=== DESCRIPTION OF THE TASK ===
Update the lines from the line with "Thanks in advance for your help! Please find the overlapping" up to and including the line with "[440,30,513,355]" by replacing "orchid petal" with "flower petal", keeping everything else the same, and give back only those lines.

Detection annotation records:
——
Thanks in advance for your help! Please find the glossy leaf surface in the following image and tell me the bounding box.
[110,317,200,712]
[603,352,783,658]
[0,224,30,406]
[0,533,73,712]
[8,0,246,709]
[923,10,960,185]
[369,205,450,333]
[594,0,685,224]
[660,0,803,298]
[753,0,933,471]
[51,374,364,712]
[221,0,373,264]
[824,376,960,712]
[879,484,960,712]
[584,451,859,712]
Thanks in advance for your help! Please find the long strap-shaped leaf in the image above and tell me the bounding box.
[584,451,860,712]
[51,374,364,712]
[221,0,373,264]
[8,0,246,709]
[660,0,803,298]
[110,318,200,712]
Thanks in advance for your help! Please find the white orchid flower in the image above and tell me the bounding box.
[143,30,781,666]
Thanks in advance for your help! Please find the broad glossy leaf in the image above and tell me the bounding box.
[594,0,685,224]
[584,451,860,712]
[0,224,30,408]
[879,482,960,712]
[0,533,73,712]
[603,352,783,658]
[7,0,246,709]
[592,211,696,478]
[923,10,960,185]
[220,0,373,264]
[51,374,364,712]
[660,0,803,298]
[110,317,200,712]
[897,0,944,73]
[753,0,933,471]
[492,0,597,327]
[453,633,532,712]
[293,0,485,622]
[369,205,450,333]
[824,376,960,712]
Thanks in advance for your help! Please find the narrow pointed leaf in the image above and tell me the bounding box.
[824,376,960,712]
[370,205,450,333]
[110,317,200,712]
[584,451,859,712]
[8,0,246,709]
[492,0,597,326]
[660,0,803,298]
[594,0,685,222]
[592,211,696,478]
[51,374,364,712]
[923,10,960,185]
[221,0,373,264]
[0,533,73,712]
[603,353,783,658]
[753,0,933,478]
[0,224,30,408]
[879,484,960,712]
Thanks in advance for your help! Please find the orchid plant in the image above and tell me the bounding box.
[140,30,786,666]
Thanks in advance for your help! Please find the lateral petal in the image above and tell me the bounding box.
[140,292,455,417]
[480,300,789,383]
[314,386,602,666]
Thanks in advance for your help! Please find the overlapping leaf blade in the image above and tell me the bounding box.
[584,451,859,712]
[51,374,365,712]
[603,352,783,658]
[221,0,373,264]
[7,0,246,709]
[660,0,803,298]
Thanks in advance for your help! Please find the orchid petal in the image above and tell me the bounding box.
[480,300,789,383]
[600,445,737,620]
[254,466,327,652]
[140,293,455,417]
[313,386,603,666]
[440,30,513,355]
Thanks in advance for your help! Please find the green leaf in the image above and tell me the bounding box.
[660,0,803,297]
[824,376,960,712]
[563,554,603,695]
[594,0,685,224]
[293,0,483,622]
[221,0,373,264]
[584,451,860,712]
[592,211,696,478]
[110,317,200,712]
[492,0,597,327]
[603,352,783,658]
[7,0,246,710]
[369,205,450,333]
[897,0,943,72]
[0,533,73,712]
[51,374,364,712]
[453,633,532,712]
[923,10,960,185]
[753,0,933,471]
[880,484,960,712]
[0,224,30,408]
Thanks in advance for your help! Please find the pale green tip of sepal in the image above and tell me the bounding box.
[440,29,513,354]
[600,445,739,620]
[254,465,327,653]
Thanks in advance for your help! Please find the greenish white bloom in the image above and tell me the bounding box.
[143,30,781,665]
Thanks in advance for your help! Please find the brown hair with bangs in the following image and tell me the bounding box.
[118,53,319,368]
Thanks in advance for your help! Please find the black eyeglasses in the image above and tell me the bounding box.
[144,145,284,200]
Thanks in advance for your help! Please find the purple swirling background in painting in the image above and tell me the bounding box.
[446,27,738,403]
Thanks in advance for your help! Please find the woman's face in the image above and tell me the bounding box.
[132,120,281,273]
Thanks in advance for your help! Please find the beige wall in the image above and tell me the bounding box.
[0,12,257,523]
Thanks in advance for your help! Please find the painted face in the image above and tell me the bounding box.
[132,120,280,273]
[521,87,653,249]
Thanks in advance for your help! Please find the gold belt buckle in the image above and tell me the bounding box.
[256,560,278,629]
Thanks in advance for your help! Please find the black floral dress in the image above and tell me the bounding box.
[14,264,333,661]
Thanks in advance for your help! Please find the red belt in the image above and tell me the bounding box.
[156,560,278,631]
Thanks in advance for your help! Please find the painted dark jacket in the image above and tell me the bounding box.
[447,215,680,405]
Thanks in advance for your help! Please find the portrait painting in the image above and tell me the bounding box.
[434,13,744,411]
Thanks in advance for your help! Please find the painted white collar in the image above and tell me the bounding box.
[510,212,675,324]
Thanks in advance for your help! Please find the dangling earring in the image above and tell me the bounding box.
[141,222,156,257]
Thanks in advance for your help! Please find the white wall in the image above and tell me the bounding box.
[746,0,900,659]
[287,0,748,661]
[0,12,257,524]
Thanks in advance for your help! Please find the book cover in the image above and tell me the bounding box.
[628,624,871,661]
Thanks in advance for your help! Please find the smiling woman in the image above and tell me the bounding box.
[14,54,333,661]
——
=== REPLY TO THE TASK ===
Thanks in advance for your help! Please find the overlapping leaf blade in the image above and tell me the bounding box.
[584,451,859,712]
[51,374,365,712]
[603,352,783,658]
[221,0,373,264]
[7,0,246,709]
[660,0,803,298]
Thanks in advance for your help! Please find the flower petal in the image above and tell me the bounding box.
[480,300,789,383]
[600,445,737,620]
[254,466,327,652]
[140,293,455,417]
[313,386,603,666]
[440,30,513,355]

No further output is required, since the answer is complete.